- [PROBLEM]: Exactly the lines from the one containing "Identify the downspout" through the final line of the listing are to be retyped, and nothing more.

[Dataset excerpt]
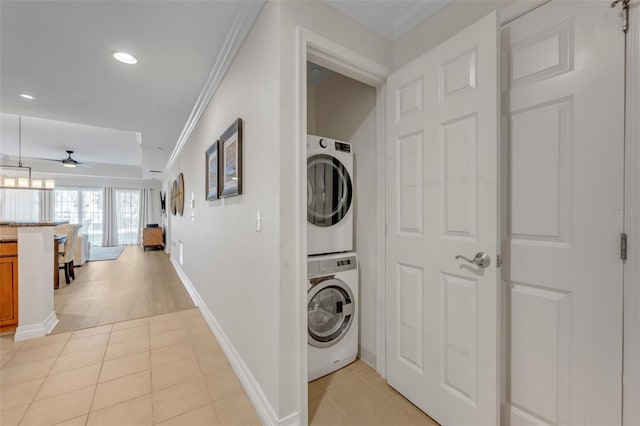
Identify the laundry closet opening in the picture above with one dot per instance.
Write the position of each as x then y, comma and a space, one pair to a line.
343, 110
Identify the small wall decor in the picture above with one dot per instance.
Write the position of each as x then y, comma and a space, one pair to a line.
174, 194
231, 160
180, 194
212, 174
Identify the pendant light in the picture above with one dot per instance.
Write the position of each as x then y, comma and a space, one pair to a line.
21, 182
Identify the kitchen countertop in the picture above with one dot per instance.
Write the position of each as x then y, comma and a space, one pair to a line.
19, 224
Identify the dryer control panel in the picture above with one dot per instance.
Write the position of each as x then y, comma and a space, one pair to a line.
343, 147
331, 266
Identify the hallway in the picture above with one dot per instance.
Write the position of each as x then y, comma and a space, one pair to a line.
163, 370
138, 284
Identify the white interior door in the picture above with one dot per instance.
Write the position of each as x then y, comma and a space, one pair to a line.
442, 201
564, 104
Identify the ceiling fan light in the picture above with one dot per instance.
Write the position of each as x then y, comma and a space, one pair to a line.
125, 58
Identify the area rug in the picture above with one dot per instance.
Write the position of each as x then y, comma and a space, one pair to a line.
105, 253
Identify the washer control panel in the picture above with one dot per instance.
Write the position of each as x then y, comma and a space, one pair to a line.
331, 266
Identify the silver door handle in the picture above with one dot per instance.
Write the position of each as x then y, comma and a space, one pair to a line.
481, 259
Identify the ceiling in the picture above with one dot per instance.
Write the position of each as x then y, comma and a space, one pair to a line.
389, 18
61, 53
131, 116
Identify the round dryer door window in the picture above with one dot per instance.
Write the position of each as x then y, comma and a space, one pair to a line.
329, 190
330, 311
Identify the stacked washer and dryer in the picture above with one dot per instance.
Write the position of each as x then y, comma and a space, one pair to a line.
332, 285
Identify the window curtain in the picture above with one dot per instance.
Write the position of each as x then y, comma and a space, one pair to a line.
81, 205
128, 215
110, 219
46, 213
146, 209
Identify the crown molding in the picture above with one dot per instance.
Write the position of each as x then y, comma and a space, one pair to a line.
247, 14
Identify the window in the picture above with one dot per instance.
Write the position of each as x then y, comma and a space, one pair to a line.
127, 214
81, 205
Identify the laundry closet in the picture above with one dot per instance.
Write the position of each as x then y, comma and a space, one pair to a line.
342, 111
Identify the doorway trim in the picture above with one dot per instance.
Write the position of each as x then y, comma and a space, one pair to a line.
329, 54
631, 289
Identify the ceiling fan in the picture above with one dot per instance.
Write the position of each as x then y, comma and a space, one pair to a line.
69, 161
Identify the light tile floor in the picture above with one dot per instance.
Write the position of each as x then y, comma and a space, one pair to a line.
163, 370
357, 395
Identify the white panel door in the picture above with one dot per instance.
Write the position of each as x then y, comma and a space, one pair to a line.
442, 201
563, 106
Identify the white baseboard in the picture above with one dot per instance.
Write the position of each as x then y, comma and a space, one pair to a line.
251, 386
33, 331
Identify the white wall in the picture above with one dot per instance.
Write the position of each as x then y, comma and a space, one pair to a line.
234, 268
345, 109
249, 280
449, 21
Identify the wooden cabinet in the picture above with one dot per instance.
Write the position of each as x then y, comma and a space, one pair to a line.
152, 237
8, 286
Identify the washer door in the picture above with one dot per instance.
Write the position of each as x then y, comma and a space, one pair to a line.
329, 190
330, 313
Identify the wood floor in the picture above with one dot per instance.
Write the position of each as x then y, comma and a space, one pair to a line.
137, 284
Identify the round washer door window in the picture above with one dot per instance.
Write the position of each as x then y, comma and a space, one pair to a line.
329, 190
330, 312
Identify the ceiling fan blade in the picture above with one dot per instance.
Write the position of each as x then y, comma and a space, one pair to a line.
45, 159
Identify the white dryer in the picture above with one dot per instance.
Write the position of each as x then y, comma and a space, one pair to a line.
329, 196
332, 308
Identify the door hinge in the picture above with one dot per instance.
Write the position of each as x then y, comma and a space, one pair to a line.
625, 13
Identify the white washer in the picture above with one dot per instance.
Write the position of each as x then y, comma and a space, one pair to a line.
332, 307
329, 195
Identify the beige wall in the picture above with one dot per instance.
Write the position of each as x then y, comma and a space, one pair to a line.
325, 21
345, 109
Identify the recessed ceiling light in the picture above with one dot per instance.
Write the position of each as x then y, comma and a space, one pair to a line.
125, 58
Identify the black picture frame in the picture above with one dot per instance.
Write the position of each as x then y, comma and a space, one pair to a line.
231, 160
212, 175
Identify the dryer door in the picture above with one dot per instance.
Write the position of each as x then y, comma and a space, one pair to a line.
329, 190
330, 313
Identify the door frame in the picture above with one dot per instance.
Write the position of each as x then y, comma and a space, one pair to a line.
631, 289
312, 46
327, 53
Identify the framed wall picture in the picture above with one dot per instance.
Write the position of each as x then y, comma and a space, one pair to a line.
212, 172
231, 160
180, 194
174, 195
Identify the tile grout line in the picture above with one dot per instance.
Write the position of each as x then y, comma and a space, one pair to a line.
95, 389
44, 380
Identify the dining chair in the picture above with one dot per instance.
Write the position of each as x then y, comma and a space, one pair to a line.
65, 257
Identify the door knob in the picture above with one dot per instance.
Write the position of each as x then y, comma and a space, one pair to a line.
481, 259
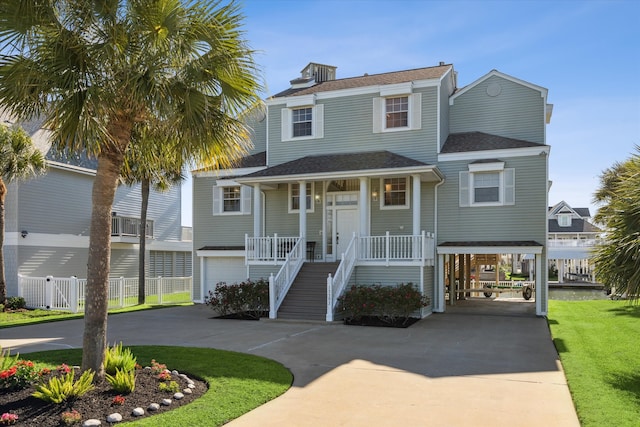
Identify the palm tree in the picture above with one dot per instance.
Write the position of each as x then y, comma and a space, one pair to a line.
618, 259
99, 70
19, 159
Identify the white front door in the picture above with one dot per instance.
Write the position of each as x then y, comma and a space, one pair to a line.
346, 225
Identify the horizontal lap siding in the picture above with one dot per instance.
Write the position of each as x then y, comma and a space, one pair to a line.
348, 128
517, 112
526, 220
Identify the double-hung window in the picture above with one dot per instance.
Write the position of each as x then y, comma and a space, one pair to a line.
302, 119
487, 184
397, 109
395, 193
294, 197
231, 200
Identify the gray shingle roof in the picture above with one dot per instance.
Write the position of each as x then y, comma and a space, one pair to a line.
491, 243
327, 163
371, 80
480, 141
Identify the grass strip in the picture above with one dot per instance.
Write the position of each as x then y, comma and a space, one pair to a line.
598, 346
30, 317
237, 382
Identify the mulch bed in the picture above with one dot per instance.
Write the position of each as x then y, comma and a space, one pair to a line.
96, 403
399, 322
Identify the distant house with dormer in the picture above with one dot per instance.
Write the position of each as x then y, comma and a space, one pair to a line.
572, 238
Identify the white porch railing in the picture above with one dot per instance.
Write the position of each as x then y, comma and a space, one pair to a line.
573, 243
337, 283
68, 294
280, 284
269, 249
390, 248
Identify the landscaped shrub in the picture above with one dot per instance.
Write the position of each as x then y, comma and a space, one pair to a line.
15, 303
18, 376
250, 298
123, 381
388, 303
64, 388
116, 358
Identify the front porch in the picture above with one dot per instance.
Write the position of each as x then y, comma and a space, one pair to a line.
362, 251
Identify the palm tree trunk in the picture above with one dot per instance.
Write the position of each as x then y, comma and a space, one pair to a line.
3, 283
94, 340
143, 240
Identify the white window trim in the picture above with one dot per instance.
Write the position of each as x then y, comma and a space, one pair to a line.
311, 208
407, 199
414, 116
218, 202
506, 191
317, 123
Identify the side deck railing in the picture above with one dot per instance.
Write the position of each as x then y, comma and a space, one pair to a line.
68, 293
280, 283
268, 249
337, 283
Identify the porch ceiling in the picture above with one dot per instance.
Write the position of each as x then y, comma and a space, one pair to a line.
342, 166
491, 247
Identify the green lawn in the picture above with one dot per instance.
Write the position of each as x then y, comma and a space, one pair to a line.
237, 382
29, 317
599, 345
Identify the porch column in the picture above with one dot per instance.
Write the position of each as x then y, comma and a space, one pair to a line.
364, 206
257, 211
303, 208
416, 204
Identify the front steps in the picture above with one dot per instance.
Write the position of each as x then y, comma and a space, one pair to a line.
307, 297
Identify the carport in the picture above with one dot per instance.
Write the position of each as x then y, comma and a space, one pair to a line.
455, 258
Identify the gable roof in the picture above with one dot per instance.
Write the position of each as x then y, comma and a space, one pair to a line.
480, 141
327, 164
577, 226
394, 77
543, 91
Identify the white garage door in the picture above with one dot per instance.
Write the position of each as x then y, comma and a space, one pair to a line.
223, 269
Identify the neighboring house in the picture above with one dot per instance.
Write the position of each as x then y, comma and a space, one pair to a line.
380, 178
48, 219
572, 238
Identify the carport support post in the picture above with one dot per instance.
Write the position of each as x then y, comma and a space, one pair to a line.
452, 279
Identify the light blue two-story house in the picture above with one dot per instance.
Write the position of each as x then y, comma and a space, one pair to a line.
387, 178
47, 221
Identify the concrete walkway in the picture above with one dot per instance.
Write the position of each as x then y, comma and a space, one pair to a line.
483, 363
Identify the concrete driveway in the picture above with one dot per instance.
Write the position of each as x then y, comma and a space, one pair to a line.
483, 363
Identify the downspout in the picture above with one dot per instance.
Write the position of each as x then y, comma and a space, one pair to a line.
438, 290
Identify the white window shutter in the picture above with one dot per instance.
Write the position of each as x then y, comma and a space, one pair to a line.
318, 117
510, 186
245, 195
416, 110
287, 125
217, 200
377, 114
464, 189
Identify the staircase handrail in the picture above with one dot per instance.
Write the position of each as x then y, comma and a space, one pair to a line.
280, 284
336, 284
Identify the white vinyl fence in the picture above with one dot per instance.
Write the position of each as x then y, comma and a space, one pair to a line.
68, 294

- [TASK OUTPUT]:
Identify the downspout in the picture above with one dot per instance.
Write the position of each as x then y, comma and a space, one pair to a line.
438, 290
Identify the white window shutter in the picture above with one dot per instance.
Write the position of each as x then y, comma and a space, one pair to a line.
318, 117
510, 186
245, 195
416, 110
287, 125
217, 200
377, 114
464, 189
Identify the staircase handrail in the picture above with one dot per instance.
Write the position of each as x then y, comma and a space, one pair to a line.
280, 284
336, 284
Identify the white vinyl fence in the picture above with one dot per instance.
Write the position of each as x then y, comma and a space, one pair to a line.
68, 294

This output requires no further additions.